TO BE DONE >> Your task is to write out exactly the lines from the line containing "point: dormer window" through the end of the records, inclusive at both ends.

Start SUPPLIED MATERIAL

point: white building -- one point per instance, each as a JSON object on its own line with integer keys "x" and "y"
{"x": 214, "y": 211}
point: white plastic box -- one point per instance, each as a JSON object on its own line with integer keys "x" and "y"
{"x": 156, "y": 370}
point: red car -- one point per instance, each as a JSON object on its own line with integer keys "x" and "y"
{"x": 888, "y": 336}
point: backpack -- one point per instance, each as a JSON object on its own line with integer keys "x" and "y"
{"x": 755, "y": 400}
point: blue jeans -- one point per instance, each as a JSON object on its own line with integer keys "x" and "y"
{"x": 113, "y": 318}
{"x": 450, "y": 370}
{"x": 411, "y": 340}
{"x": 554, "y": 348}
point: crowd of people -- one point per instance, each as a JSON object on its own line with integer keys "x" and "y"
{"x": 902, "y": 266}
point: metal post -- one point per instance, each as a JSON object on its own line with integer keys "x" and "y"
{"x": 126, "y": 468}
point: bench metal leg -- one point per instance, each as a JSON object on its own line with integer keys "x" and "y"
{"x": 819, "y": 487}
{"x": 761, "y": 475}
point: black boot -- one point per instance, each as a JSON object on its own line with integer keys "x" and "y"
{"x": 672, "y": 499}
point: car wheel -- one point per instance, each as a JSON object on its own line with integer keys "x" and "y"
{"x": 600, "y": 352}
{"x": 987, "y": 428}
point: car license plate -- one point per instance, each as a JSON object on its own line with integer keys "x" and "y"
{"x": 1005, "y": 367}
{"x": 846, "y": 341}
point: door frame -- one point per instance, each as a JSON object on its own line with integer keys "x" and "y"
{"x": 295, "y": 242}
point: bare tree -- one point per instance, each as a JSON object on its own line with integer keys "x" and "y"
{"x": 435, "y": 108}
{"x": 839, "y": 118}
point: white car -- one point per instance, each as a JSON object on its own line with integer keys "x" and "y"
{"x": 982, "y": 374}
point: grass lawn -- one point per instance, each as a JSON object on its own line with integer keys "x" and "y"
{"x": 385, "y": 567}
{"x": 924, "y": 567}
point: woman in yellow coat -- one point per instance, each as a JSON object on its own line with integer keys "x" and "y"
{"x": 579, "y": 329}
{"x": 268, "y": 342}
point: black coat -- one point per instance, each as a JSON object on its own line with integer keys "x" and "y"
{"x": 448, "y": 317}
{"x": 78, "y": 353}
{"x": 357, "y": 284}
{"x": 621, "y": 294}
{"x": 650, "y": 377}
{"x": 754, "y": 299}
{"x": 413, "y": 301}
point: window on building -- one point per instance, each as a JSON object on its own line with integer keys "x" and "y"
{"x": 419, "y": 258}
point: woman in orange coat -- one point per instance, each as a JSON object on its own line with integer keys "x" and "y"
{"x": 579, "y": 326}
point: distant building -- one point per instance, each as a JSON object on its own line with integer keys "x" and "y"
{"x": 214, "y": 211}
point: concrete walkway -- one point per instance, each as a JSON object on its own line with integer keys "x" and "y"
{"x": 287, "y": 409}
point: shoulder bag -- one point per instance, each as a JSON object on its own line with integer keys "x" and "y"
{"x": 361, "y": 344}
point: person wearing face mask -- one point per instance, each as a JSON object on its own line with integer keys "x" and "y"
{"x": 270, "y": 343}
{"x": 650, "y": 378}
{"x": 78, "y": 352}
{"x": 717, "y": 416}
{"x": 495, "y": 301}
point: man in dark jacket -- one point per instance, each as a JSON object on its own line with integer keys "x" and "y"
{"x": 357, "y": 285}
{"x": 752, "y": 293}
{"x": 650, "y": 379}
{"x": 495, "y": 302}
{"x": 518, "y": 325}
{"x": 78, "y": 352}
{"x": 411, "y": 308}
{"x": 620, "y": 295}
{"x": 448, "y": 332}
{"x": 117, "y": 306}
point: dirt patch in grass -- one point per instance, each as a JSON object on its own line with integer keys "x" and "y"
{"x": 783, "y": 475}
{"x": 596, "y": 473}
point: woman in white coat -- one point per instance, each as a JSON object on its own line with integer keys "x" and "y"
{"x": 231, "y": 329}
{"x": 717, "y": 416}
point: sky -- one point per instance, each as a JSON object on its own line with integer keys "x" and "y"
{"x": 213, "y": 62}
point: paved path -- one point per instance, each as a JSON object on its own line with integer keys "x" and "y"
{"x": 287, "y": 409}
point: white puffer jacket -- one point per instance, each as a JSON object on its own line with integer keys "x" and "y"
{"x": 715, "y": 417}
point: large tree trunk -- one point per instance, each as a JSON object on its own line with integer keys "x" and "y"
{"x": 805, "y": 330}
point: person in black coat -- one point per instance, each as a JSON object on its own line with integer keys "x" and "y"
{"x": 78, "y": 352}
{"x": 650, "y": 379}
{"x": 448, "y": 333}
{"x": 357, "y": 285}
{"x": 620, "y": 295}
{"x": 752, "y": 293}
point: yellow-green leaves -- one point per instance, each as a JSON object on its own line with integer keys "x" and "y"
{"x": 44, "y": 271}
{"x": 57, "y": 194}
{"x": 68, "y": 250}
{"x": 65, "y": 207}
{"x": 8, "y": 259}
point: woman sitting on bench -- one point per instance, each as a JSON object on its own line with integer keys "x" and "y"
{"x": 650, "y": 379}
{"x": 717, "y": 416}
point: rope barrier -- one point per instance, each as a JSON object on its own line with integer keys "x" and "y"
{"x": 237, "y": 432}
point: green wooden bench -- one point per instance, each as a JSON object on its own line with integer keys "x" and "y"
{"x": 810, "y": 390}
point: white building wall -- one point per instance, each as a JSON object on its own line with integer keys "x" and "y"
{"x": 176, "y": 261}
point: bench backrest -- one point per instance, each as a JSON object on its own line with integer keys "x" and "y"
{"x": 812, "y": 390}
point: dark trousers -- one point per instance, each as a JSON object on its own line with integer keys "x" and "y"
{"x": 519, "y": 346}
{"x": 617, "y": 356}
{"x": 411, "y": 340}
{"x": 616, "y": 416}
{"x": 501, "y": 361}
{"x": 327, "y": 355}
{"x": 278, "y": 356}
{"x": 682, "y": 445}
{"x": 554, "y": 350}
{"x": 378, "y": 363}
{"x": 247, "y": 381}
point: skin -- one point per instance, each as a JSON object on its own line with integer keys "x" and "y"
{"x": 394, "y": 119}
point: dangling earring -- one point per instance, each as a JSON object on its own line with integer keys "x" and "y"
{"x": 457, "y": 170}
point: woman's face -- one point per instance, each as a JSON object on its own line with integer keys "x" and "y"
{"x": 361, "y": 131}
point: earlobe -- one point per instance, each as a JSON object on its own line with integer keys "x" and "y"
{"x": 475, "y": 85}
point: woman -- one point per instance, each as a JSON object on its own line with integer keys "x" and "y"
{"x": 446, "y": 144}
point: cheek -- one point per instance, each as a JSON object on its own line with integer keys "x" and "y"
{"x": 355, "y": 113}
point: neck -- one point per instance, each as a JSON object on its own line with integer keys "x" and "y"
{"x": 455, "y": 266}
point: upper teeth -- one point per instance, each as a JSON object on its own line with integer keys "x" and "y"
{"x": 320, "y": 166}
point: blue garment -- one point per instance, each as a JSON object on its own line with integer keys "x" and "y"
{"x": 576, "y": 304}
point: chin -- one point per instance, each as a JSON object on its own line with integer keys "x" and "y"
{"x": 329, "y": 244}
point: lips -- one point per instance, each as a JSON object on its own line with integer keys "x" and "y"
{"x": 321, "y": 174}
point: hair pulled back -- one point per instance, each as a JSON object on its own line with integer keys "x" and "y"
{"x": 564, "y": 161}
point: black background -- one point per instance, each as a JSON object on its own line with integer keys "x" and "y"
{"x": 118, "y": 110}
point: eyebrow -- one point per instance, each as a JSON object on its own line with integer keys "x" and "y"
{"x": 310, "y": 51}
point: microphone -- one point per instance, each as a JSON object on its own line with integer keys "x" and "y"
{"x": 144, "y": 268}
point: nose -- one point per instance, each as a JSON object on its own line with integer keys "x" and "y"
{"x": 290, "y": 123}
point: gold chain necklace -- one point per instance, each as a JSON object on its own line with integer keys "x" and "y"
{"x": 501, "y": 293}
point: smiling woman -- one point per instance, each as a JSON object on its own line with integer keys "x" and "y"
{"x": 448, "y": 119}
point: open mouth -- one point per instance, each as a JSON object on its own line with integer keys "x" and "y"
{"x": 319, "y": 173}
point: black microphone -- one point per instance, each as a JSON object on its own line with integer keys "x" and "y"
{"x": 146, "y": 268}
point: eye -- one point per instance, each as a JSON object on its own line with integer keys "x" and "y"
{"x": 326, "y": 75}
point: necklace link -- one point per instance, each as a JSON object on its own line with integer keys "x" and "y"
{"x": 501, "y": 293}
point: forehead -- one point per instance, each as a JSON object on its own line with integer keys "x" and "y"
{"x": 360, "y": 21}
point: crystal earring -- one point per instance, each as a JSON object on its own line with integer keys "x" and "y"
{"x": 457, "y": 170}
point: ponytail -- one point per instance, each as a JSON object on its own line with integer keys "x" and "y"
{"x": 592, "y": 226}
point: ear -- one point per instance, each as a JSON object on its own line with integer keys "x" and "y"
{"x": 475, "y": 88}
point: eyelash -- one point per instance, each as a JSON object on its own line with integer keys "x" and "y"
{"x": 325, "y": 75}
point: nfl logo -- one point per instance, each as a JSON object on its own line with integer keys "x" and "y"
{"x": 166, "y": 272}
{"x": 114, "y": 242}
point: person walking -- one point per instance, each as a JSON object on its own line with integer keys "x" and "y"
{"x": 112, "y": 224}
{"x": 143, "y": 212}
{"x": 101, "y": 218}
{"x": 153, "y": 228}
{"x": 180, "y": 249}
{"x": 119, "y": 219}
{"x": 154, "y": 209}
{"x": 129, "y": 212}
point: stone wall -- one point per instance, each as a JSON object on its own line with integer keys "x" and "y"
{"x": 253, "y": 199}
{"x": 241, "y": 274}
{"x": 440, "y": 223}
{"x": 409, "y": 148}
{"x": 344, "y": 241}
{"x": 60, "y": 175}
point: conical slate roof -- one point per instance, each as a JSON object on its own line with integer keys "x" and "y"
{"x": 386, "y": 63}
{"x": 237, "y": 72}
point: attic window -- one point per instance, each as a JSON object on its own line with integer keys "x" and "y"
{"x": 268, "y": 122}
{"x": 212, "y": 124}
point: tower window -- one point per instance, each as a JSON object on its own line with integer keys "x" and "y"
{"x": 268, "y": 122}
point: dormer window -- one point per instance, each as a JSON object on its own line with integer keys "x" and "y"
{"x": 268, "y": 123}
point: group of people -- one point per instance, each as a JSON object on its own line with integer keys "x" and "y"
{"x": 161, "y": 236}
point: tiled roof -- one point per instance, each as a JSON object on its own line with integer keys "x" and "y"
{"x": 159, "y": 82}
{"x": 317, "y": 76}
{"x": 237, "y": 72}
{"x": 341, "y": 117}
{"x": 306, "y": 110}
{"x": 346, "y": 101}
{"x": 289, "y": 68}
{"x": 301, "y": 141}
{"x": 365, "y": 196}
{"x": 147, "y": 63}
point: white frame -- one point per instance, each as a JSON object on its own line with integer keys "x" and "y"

End SUPPLIED MATERIAL

RESULT OF THIS TASK >>
point: dormer window -- one point per instance, each as a JSON object on its own line with integer keys "x" and "y"
{"x": 268, "y": 123}
point: group of people -- one point per instance, each as a JSON object on its own line with integer keys "x" and "y"
{"x": 161, "y": 236}
point: tiled roof -- one point per instance, each as a JSON object on its own line with integer keys "x" and "y"
{"x": 159, "y": 82}
{"x": 317, "y": 76}
{"x": 237, "y": 72}
{"x": 341, "y": 117}
{"x": 306, "y": 110}
{"x": 346, "y": 101}
{"x": 289, "y": 68}
{"x": 301, "y": 141}
{"x": 365, "y": 196}
{"x": 147, "y": 63}
point: white frame -- one point per instance, each as a JSON object on its own line with integer keys "x" and "y"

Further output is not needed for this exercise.